#### [RECORDS SUPPLIED]
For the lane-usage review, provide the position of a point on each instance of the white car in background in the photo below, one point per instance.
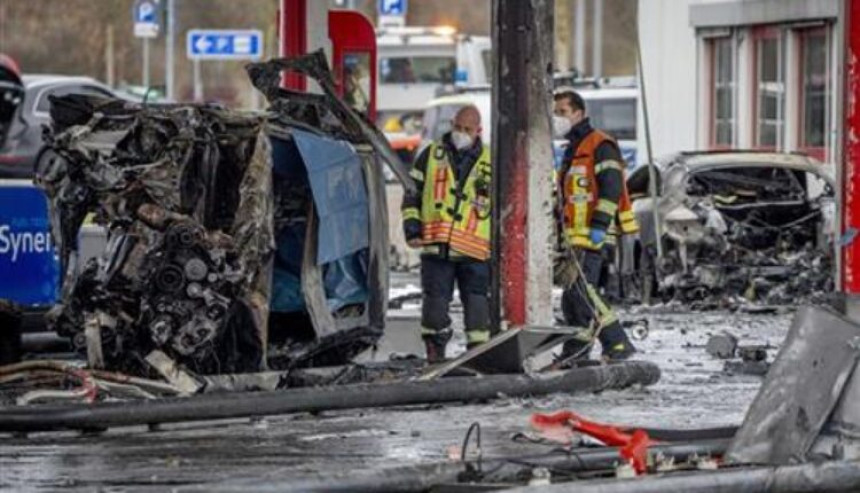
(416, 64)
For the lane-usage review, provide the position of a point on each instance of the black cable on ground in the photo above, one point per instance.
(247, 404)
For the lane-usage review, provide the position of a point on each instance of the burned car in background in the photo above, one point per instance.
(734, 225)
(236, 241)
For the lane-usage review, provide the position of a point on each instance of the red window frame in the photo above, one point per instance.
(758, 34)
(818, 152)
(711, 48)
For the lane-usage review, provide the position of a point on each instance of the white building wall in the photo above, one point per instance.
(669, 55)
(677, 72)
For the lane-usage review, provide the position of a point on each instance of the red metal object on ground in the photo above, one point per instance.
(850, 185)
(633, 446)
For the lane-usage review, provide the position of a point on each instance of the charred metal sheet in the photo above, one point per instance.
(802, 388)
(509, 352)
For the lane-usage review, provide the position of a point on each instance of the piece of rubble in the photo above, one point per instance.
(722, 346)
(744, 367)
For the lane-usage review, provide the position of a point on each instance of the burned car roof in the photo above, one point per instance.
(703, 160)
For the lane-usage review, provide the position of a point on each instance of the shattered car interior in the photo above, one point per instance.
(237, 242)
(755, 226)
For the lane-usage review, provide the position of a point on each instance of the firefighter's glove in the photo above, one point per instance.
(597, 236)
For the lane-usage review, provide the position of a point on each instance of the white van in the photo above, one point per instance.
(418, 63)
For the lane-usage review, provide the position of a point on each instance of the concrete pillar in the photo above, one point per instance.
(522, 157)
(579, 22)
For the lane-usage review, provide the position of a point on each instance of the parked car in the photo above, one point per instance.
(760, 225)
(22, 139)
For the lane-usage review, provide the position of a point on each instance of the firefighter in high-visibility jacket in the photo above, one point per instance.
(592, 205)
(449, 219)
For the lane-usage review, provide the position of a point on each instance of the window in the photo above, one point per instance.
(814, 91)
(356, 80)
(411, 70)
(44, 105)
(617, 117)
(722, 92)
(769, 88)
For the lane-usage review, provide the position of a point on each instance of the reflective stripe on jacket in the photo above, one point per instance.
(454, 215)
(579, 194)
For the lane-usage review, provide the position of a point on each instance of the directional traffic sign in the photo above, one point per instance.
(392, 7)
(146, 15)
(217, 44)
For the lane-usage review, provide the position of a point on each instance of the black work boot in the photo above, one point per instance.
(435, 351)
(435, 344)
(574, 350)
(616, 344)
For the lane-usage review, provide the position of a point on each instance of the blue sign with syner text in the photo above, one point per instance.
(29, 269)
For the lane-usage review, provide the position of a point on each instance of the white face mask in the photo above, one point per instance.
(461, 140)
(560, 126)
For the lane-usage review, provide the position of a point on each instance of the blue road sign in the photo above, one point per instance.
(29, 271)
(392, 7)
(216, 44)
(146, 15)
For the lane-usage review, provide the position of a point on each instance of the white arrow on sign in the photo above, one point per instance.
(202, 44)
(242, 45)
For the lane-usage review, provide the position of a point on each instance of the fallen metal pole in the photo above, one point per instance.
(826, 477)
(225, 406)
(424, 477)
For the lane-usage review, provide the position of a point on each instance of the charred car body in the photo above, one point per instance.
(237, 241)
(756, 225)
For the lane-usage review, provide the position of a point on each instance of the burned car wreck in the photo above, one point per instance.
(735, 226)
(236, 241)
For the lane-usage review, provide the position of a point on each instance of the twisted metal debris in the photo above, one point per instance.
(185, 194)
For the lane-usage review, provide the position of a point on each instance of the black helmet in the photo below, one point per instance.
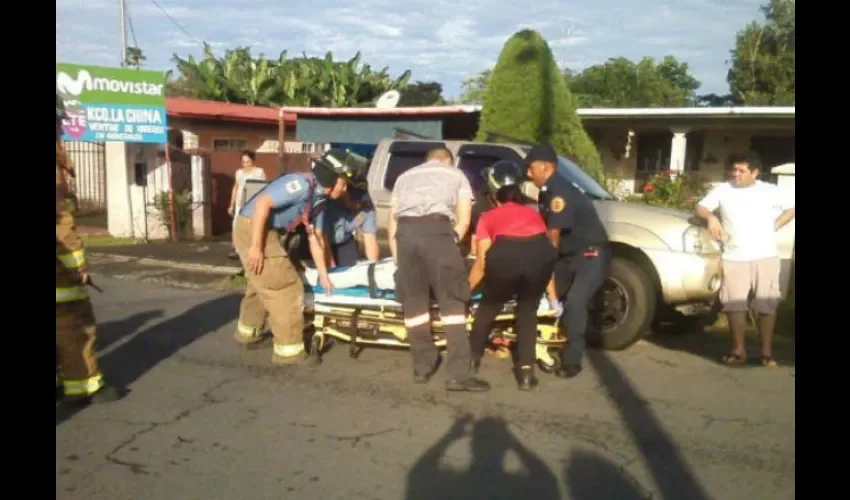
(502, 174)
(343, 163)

---

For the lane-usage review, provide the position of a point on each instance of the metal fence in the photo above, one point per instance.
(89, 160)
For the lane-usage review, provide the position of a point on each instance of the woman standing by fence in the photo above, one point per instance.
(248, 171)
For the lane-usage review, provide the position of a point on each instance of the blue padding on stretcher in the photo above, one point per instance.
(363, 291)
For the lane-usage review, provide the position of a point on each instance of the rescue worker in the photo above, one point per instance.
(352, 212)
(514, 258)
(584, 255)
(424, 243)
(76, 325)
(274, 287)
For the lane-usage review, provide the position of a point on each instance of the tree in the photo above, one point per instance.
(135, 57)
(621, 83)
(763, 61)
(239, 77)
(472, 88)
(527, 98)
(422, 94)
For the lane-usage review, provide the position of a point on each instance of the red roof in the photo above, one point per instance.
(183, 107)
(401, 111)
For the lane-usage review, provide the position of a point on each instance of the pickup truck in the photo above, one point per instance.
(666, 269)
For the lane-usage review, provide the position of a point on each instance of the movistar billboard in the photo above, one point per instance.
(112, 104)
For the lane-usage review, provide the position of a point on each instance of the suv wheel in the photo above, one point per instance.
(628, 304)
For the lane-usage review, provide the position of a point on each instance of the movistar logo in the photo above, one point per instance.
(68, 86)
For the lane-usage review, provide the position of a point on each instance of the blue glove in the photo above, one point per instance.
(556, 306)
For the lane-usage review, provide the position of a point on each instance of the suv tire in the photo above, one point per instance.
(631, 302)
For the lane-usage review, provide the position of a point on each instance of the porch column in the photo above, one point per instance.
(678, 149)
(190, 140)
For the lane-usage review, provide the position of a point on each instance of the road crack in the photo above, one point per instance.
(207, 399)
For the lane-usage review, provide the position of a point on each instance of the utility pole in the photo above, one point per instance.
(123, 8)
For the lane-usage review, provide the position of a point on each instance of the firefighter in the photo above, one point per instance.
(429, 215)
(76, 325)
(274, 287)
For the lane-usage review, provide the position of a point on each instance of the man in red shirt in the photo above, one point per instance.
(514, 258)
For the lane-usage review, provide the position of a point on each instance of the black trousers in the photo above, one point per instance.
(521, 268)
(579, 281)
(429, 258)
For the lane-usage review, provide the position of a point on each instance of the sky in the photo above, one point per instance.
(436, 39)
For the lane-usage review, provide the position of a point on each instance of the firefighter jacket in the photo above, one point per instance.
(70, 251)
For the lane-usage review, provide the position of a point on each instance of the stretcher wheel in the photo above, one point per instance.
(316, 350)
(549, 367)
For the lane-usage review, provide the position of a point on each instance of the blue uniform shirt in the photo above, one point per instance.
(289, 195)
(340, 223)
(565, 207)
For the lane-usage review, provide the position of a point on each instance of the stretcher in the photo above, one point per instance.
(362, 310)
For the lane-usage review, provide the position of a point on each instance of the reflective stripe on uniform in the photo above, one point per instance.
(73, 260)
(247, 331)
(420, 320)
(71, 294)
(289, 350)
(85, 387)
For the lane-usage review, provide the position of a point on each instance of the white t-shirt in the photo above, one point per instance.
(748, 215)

#### [EXERCISE GOAL]
Find every line in the listing above that contains the word "roof" and copy each of those lines out in full.

#### [FULL ANSWER]
For the lane-usage review, provide the position of a point on each instance of the burned car roof in the photo above, one point per instance.
For the lane-usage review, provide the position of a point on each instance of the red roof in the photo above, one point per instance.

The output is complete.